Items identified from each data source were combined into a single long list, and any duplicates removed or overlapping items combined by the study team, which included clinical scientists (e.g., methodologists) and health professionals (KCo, KCh, JB, JO, RW, KA). Items were mapped onto broader domains as previously described [16]. The study team then grouped the long list of domains and items into three lists representing the different phases of data collection within bariatric surgery registries: 1. Baseline data (e.g. items that will only be measured at baseline, such as demographics); 2. Effectiveness outcomes (measured at baseline and follow-up); 3. (a) Surgical procedure information (measured only once peri-operatively) and (b) surgical complications (measured during and/or after surgery). The patient and public involvement (PPI) group reviewed the long list and were able to suggest additional items they felt were important but not already included.

These three lists were used to draft a questionnaire structured into four main sections: core set 1–baseline only information; core set 2: effectiveness outcomes; core set 3a: surgical procedure information; core set 3b: potential complications and side effects of surgery. Each item from the lists formed an individual item within the questionnaire. The broader domains formed categories of items within each section. Each item was accompanied by a nine-point Likert scale for rating the importance of including the item in the final core sets, labeled 1 to 3 ‘limited importance’, 4 to 6 ‘important but not critical’, and 7 to 9 ‘critical importance’, based on the grading of recommendations assessment, development and evaluation (GRADE) guidelines [37]. Additional free text items were included to enable stakeholders to propose new items. Survey questionnaires were reviewed by the study management group (SMG) and PPI group to ensure clarity and acceptability. In the first survey round, additional items were included to explore stakeholder views on follow-up timepoints for outcome data collection for the effectiveness core set and the surgical complications core set, although this exploratory sub-study was not designed to achieve consensus on this area (findings to be reported separately).

Phase 2: Prioritization of Items in an International Delphi Survey

To achieve consensus on the items to be included in the CRS a two-round Delphi survey was undertaken followed by a virtual consensus meeting (phase 3). The Delphi process was used to enable a diverse group of participants from a wide geographical area to participate, while preserving anonymity so as to prevent results from being strongly influenced by the views of dominating individuals [38]. Multidisciplinary health professionals involved in the care of bariatric surgery patients who were members of IFSO or one of IFSO’s member societies were invited to take part in the survey.

▶ [Entries shown]:
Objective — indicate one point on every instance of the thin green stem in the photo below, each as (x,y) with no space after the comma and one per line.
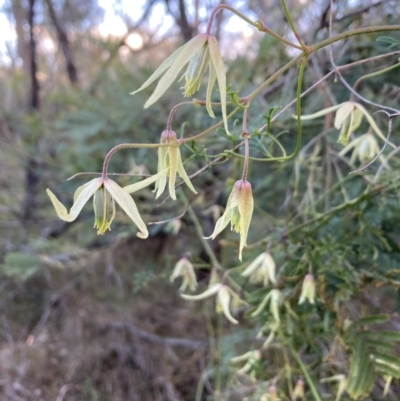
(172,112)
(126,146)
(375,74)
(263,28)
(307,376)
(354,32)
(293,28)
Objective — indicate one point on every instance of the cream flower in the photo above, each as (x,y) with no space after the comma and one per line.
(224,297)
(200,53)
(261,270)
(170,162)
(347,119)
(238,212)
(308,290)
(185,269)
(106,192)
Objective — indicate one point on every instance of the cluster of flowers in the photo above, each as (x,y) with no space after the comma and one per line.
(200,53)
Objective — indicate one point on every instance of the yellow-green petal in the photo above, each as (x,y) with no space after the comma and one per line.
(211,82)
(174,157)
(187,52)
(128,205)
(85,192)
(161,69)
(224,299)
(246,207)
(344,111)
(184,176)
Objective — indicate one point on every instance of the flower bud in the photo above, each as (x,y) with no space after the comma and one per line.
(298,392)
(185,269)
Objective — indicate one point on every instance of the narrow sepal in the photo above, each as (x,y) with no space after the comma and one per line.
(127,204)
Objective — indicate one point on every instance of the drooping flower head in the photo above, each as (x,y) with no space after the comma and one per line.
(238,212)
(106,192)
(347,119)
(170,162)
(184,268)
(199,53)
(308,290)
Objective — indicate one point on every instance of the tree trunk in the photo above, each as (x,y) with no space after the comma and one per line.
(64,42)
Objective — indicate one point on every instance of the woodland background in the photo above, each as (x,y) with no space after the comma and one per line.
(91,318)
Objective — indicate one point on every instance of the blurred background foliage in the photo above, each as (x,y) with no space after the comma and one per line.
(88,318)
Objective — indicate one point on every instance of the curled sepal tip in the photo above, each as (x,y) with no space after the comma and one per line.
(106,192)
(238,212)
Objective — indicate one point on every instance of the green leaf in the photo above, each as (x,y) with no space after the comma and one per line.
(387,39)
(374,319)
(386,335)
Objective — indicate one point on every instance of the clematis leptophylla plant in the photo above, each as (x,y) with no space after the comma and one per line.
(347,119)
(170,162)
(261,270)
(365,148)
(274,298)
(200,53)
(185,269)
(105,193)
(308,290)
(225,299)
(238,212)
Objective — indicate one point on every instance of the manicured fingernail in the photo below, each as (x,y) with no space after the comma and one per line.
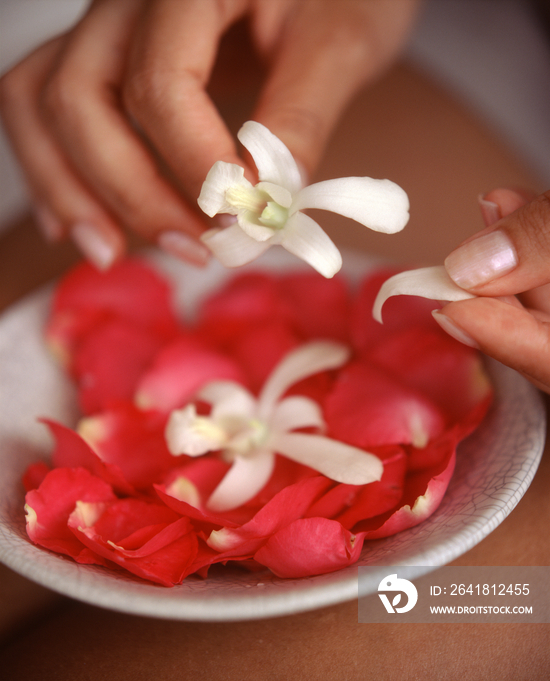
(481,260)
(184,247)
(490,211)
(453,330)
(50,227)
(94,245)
---
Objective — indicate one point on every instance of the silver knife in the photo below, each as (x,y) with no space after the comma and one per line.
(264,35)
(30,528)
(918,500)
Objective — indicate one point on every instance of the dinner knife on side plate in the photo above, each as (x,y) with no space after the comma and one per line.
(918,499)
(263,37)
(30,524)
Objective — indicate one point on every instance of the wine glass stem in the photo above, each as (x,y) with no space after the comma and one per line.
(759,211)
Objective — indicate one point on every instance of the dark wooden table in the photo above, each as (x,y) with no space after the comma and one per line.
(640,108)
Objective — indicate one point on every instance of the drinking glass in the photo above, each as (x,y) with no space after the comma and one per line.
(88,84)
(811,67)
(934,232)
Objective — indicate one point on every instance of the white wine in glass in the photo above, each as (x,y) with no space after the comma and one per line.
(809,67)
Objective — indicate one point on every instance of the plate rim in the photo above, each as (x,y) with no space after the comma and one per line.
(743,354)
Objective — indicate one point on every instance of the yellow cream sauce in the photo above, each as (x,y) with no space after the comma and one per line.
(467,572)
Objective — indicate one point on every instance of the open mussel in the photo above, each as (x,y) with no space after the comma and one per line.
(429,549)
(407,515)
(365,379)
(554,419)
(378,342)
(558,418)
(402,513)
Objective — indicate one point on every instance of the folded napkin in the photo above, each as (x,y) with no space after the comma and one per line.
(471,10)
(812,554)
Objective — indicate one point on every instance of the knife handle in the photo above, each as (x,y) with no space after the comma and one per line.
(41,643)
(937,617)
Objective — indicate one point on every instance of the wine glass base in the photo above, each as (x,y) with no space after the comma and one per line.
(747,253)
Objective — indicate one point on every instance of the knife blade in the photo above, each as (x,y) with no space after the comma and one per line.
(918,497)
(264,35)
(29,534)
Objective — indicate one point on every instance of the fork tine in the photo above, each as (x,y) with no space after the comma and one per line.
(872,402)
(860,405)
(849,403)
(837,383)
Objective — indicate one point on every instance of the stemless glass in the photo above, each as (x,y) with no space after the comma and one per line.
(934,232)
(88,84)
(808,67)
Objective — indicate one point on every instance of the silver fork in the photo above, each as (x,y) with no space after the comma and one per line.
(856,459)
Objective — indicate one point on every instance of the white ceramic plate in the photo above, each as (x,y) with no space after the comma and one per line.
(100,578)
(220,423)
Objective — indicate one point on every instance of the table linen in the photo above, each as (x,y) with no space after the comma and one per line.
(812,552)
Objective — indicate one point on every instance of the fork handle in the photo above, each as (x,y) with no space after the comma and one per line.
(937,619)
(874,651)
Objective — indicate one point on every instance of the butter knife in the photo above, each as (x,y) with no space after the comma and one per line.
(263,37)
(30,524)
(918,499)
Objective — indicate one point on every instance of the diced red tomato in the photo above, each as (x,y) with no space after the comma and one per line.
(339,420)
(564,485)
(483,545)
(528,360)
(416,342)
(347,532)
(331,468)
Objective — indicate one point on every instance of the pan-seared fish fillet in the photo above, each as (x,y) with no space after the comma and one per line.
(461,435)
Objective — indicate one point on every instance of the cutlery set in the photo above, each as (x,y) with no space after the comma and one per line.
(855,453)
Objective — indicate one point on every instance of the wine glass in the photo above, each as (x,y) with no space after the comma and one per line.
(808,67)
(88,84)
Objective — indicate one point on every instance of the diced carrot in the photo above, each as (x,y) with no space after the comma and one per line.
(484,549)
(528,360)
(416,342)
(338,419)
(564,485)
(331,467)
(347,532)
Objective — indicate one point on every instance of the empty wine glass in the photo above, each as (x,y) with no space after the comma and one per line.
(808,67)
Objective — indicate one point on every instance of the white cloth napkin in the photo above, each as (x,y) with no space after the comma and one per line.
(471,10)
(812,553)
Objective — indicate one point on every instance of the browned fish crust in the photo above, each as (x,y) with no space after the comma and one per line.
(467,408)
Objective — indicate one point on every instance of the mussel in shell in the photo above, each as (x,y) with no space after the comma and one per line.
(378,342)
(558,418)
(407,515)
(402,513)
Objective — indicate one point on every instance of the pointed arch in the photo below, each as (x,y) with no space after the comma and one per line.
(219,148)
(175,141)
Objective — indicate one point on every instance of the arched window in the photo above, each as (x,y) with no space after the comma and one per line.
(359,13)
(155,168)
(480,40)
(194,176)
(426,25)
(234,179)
==
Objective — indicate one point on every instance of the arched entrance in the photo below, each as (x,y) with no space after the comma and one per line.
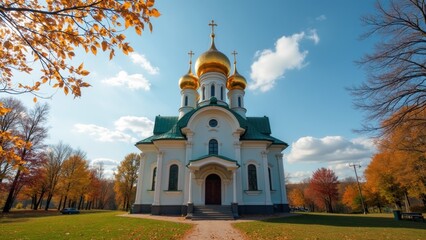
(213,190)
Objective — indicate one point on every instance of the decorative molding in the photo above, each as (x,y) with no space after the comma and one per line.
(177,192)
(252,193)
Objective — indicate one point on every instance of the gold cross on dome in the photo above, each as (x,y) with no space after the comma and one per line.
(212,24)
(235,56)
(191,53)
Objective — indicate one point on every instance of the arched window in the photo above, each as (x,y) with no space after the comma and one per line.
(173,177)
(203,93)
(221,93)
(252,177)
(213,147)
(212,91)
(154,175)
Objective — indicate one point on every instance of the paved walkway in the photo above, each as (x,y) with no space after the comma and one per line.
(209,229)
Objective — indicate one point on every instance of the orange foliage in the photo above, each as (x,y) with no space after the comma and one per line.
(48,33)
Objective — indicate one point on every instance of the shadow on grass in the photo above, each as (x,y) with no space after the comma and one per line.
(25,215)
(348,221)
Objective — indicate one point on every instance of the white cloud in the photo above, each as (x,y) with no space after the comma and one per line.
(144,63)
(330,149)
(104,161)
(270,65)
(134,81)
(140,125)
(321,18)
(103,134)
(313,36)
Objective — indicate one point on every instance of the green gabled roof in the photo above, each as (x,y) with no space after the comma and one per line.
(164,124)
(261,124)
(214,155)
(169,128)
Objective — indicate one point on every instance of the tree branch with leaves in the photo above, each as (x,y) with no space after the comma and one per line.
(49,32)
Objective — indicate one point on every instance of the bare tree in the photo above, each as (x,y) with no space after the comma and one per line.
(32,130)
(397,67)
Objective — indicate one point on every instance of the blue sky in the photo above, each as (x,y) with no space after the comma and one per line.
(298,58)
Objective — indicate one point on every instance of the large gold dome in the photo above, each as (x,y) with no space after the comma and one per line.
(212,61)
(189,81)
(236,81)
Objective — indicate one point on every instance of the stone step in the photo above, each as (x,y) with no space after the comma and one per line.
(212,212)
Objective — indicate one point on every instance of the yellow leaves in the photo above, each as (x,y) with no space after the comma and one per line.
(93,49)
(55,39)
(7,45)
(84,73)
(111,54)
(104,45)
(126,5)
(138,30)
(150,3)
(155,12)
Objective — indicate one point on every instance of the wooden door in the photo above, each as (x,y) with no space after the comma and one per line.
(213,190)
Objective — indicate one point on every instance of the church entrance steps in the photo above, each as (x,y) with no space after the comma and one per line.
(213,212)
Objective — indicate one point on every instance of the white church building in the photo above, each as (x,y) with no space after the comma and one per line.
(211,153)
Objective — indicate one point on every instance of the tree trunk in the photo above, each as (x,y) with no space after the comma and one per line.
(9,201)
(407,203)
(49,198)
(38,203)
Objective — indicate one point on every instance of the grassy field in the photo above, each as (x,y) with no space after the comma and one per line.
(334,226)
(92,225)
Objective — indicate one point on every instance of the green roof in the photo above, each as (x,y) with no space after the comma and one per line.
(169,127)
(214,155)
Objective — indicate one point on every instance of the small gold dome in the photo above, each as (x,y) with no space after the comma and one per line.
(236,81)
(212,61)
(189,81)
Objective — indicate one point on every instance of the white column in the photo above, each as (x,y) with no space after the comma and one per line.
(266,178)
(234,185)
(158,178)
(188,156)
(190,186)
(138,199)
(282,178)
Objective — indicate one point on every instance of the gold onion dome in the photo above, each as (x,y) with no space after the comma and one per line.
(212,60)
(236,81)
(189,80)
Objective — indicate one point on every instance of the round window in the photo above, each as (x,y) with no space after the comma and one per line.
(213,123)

▶ [Exercise tasks]:
(a) In the bariatric surgery registry passage, what are all the sections of the draft questionnaire?
(b) Answer these questions from the bariatric surgery registry passage:
(i) Which group reviewed the long list and could suggest additional items?
(ii) How many points did the rating scale for each item have?
(iii) How many rounds did the Delphi survey have?

▶ [Results]:
(a)
Core set 1: baseline only information
Core set 2: effectiveness outcomes
Core set 3a: surgical procedure information
Core set 3b: potential complications and side effects of surgery

(b)
(i) The patient and public involvement (PPI) group
(ii) Nine
(iii) Two